Task brief >> Only lines containing the word "tower" belong in the answer; copy each one from the records.

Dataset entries
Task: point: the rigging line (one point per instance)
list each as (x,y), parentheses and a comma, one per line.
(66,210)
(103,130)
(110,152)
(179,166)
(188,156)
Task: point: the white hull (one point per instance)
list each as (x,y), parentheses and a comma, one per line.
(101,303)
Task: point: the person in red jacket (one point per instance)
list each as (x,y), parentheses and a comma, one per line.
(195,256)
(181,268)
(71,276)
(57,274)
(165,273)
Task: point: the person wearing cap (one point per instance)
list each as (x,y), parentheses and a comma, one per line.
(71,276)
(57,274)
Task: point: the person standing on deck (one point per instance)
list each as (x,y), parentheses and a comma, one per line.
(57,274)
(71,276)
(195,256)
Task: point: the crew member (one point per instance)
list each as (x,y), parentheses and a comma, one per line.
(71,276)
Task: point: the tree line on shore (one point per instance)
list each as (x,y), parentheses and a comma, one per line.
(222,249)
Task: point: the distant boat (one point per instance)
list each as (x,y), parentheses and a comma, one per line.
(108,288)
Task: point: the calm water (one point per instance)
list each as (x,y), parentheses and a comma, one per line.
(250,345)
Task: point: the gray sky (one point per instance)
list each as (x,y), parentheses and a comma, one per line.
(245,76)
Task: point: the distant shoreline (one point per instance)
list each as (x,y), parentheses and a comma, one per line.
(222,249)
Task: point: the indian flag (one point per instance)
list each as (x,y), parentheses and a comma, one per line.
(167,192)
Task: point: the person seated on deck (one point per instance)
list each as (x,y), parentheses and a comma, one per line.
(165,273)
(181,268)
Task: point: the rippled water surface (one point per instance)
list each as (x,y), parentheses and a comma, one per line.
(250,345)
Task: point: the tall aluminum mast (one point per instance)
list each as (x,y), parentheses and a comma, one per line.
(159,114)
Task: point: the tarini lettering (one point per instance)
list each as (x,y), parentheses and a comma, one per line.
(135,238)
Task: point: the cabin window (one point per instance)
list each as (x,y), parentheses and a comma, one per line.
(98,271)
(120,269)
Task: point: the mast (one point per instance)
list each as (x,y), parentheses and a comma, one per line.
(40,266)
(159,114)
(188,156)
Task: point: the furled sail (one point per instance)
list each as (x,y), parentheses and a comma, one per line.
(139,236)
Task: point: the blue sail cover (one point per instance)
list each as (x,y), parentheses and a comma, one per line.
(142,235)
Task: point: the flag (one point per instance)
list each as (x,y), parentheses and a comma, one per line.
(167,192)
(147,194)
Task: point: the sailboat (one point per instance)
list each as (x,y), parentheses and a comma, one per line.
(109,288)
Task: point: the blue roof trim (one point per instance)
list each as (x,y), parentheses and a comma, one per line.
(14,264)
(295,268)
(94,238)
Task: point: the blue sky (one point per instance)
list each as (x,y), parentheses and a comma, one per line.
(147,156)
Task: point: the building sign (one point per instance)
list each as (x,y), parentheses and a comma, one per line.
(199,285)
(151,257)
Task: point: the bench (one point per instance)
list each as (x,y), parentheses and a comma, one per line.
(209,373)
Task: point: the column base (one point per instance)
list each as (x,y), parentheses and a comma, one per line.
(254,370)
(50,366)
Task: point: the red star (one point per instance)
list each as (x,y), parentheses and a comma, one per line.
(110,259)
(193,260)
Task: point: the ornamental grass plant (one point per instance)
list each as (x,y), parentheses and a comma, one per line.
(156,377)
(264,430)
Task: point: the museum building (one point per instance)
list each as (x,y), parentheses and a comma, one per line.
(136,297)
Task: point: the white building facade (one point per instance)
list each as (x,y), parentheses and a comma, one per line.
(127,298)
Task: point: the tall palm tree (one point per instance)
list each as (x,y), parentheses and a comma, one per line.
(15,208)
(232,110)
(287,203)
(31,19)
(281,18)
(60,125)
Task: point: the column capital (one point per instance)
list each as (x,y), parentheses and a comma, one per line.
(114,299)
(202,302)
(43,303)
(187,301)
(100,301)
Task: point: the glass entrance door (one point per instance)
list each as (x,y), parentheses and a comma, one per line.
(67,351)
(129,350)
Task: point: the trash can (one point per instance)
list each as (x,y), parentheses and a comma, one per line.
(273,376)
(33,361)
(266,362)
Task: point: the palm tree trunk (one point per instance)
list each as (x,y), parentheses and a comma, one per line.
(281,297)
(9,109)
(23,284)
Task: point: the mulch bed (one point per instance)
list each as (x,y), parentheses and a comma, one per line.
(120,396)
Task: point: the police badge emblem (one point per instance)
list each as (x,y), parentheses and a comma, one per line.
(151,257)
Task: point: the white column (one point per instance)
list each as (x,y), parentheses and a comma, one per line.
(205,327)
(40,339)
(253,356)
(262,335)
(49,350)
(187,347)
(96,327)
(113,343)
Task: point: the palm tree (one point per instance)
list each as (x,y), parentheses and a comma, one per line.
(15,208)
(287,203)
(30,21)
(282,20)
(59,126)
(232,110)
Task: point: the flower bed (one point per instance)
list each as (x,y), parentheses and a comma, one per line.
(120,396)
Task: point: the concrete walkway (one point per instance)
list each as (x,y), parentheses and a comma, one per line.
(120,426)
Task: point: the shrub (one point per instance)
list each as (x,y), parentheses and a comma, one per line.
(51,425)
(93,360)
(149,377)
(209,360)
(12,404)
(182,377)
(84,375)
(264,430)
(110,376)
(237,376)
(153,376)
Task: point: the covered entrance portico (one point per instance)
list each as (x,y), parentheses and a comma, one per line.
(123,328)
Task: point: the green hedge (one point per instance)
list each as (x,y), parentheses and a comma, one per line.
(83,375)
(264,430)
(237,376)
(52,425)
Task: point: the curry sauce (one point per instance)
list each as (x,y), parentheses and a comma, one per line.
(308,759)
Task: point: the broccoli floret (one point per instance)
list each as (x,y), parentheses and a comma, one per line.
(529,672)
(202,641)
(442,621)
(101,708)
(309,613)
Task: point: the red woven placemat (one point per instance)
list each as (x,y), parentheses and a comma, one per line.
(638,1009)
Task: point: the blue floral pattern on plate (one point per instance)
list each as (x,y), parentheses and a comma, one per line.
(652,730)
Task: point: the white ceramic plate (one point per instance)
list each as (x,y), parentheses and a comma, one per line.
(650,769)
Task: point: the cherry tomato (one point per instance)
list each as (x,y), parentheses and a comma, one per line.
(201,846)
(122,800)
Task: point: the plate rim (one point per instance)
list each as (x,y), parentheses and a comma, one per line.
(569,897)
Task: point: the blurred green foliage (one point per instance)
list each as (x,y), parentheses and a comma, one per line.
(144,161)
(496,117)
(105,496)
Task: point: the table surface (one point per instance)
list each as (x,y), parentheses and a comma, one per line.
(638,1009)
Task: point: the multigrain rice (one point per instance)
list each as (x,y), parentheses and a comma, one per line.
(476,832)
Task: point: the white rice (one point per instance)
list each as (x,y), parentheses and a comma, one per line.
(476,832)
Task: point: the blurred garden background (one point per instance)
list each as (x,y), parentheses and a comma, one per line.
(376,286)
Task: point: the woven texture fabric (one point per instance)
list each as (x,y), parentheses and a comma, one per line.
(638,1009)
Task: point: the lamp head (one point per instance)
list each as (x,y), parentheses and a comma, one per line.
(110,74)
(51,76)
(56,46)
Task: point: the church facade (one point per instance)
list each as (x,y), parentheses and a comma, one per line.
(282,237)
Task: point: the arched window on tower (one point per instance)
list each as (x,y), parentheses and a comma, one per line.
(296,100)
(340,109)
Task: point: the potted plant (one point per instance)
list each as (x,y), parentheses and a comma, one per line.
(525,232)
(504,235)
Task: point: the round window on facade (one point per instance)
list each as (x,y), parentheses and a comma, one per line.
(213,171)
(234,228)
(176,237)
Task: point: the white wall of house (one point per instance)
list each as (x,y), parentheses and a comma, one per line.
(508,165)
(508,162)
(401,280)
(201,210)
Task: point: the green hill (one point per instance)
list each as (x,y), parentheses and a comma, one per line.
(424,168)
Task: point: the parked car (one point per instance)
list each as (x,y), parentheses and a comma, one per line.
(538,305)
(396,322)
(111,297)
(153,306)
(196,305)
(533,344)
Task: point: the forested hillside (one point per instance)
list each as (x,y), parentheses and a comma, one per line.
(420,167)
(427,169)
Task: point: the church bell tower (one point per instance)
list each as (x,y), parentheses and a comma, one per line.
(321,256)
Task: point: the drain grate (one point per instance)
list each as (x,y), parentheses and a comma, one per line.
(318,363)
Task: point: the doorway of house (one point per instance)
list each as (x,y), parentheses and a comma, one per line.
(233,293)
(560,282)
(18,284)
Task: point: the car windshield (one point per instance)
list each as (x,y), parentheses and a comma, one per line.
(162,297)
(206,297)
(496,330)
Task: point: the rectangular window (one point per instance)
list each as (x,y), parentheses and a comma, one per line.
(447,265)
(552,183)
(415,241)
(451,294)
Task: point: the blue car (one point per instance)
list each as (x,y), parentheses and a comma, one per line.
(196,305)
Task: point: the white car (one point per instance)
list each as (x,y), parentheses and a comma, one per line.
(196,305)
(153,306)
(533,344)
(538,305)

Your response >>
Task: point: the arched window on tower (one point per instance)
Task: point: the church bell tower (one point per instance)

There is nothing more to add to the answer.